[start]

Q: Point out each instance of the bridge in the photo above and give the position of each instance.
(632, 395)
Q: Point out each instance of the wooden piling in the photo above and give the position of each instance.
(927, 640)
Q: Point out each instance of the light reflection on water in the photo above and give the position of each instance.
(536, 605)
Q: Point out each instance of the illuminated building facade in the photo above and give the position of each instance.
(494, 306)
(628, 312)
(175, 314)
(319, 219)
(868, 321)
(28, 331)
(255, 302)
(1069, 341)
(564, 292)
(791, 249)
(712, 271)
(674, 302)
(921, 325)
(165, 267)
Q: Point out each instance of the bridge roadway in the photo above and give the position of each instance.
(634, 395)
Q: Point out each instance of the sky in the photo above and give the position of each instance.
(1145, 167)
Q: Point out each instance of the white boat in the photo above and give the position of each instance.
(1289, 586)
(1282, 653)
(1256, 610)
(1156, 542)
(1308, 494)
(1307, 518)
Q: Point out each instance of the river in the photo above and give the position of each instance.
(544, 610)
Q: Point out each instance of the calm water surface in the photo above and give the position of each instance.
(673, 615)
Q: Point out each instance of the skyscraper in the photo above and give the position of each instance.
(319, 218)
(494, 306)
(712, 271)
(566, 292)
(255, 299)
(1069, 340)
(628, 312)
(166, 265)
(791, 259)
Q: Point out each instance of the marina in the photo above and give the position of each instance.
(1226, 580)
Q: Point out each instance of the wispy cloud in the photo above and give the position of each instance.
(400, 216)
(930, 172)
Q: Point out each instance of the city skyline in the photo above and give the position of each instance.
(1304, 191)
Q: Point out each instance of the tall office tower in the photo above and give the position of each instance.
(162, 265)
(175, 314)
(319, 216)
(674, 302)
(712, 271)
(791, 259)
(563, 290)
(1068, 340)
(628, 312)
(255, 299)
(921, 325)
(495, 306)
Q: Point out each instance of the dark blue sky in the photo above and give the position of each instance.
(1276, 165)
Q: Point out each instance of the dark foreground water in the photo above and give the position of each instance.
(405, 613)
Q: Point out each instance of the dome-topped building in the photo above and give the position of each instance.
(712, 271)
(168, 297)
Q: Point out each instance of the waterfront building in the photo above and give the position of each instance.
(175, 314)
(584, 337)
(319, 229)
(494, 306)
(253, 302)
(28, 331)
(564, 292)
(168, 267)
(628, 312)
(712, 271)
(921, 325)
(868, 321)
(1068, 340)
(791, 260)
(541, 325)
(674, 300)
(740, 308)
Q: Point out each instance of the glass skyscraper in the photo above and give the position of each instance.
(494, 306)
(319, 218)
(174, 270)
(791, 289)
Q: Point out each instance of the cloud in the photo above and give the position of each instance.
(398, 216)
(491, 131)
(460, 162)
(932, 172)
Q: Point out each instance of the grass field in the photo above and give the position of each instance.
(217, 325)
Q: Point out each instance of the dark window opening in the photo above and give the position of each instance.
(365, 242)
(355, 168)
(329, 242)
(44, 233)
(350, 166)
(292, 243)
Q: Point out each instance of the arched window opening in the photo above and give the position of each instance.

[end]

**Short task**
Format every line of the records above as a Markdown table with two columns, Row and Line text, numbering the rows in order and omitting any blank lines.

**In response**
| Row | Line text |
|---|---|
| 1 | Q: Point out each instance of the bridge in the photo above and give the position of each instance. |
| 2 | (632, 395) |
| 3 | Q: Point out each instance of the wooden piling in the photo above and give the position of each instance. |
| 4 | (927, 640) |
| 5 | Q: Point out each instance of the light reflection on water in the photo above and give the position of each instance. |
| 6 | (536, 605) |
| 7 | Q: Point out each instance of the illuminated building facade in the photo above and give the position of each instance. |
| 8 | (494, 306) |
| 9 | (628, 312) |
| 10 | (175, 314) |
| 11 | (319, 219) |
| 12 | (868, 321) |
| 13 | (28, 331) |
| 14 | (255, 302) |
| 15 | (1069, 341) |
| 16 | (564, 292) |
| 17 | (791, 249) |
| 18 | (712, 271) |
| 19 | (674, 302) |
| 20 | (921, 325) |
| 21 | (165, 267) |
| 22 | Q: Point out each instance of the bridge roadway in the photo above and give the position of each instance. |
| 23 | (634, 395) |
| 24 | Q: Point out each instance of the sky in the photo above and give the position of each instance. |
| 25 | (1145, 167) |
| 26 | Q: Point out each instance of the white boat in the photo above and give the position of each instance. |
| 27 | (1289, 586) |
| 28 | (1282, 653) |
| 29 | (1256, 610) |
| 30 | (1156, 542) |
| 31 | (1308, 494) |
| 32 | (1307, 518) |
| 33 | Q: Point out each instance of the river in the photo above and give the position of each instance. |
| 34 | (544, 610) |
| 35 | Q: Point out each instance of the calm water surface in the photo above and give the position of each instance. |
| 36 | (673, 615) |
| 37 | Q: Point out each instance of the skyscraper in the photo above and give the position of each instance. |
| 38 | (319, 218) |
| 39 | (494, 306) |
| 40 | (712, 271) |
| 41 | (566, 292) |
| 42 | (255, 299) |
| 43 | (1069, 340) |
| 44 | (628, 312) |
| 45 | (166, 265) |
| 46 | (791, 259) |
| 47 | Q: Point out each instance of the marina in the photo above and give the position of each instance. |
| 48 | (1226, 580) |
| 49 | Q: Point out each instance of the wispy cloud in the photo above and give the position of each instance. |
| 50 | (400, 216) |
| 51 | (930, 172) |
| 52 | Q: Point out each instance of the city skyline in the photo above and give the position of each instance. |
| 53 | (1304, 191) |
| 54 | Q: Point out each instance of the tall office tower in the photo above and give the position of each instance. |
| 55 | (162, 265) |
| 56 | (175, 314) |
| 57 | (319, 216) |
| 58 | (674, 302) |
| 59 | (712, 271) |
| 60 | (791, 259) |
| 61 | (563, 290) |
| 62 | (1068, 340) |
| 63 | (628, 312) |
| 64 | (255, 299) |
| 65 | (921, 325) |
| 66 | (495, 306) |
| 67 | Q: Point out each instance of the dark blue sky in the photo above and give the position of each instance. |
| 68 | (1276, 165) |
| 69 | Q: Point out each instance of the dark foreground water in the photo above and give the position of each instance. |
| 70 | (405, 613) |
| 71 | Q: Point out each instance of the dome-topped building in the photo above and give the position of each instance. |
| 72 | (712, 271) |
| 73 | (168, 297) |
| 74 | Q: Point out each instance of the waterfront building in the photo above and give the position of each instance. |
| 75 | (175, 314) |
| 76 | (584, 337) |
| 77 | (319, 229) |
| 78 | (494, 306) |
| 79 | (253, 302) |
| 80 | (28, 331) |
| 81 | (564, 292) |
| 82 | (168, 267) |
| 83 | (628, 312) |
| 84 | (712, 271) |
| 85 | (921, 325) |
| 86 | (868, 321) |
| 87 | (1068, 340) |
| 88 | (791, 260) |
| 89 | (541, 325) |
| 90 | (674, 300) |
| 91 | (740, 308) |
| 92 | Q: Point out each instance of the glass skyscraper in the photo above and give the position of each instance. |
| 93 | (494, 306) |
| 94 | (319, 218) |
| 95 | (174, 270) |
| 96 | (791, 289) |
| 97 | Q: Point out each instance of the cloud in the photo above and give the position of each instance. |
| 98 | (398, 216) |
| 99 | (491, 131) |
| 100 | (460, 162) |
| 101 | (932, 172) |
| 102 | Q: Point out each instance of the grass field in the photo above and give the position of each instance. |
| 103 | (217, 325) |
| 104 | Q: Point out each instance of the dark window opening in the photo above and give the position of each instance. |
| 105 | (365, 242) |
| 106 | (355, 168) |
| 107 | (329, 242) |
| 108 | (44, 233) |
| 109 | (350, 166) |
| 110 | (292, 243) |
| 111 | Q: Point out each instance of the arched window opening in the photo above and give the position of each instance. |